Dataset:
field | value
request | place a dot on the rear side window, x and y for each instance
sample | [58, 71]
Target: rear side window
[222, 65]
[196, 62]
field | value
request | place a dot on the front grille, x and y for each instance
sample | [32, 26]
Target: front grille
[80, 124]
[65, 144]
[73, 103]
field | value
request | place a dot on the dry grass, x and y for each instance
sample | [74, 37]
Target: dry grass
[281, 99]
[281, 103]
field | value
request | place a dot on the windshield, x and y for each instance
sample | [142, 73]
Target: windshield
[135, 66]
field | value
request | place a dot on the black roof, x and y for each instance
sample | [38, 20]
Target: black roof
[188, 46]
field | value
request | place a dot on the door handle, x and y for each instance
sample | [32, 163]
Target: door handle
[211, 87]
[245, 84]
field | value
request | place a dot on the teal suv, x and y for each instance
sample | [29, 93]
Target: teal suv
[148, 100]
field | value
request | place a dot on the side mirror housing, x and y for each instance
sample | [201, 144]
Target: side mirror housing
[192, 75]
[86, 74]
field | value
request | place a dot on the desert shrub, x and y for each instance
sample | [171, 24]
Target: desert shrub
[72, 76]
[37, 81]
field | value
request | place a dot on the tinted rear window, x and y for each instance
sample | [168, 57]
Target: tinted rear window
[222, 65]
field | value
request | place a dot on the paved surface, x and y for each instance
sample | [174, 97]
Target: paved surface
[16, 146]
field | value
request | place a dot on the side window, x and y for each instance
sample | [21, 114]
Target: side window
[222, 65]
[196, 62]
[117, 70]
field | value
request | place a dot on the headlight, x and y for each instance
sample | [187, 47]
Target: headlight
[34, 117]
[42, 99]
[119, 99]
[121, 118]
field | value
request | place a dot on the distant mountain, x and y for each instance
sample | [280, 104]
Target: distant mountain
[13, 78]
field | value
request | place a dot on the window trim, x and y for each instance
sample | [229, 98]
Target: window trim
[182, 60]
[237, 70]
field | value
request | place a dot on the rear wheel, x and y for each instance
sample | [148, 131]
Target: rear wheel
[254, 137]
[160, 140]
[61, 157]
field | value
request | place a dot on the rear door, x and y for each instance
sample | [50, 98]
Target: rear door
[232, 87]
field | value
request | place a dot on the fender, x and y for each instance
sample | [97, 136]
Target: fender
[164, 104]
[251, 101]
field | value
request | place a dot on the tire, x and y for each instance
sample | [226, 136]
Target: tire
...
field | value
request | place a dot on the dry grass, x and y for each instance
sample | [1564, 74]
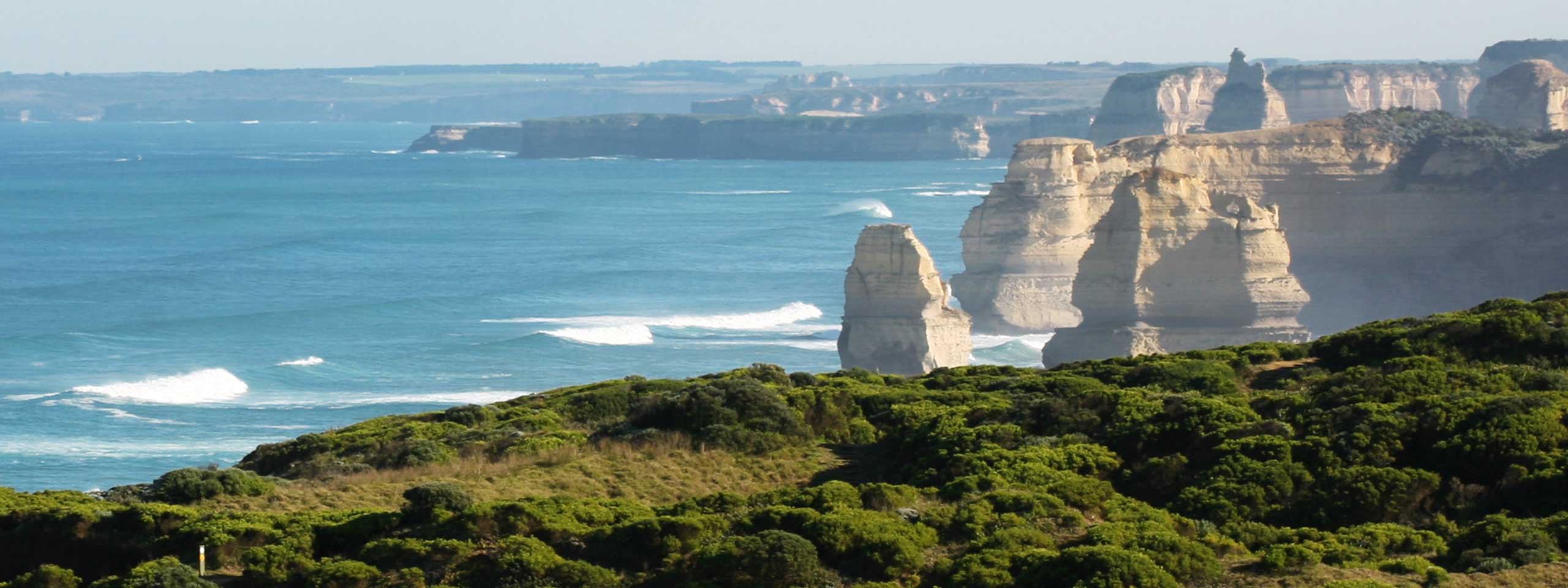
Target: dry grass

Task brief: Show every line in the items above that contains the word "roof", copied in full.

Task result:
request | place a dot on the black roof, x and y for each instance
Target: black roof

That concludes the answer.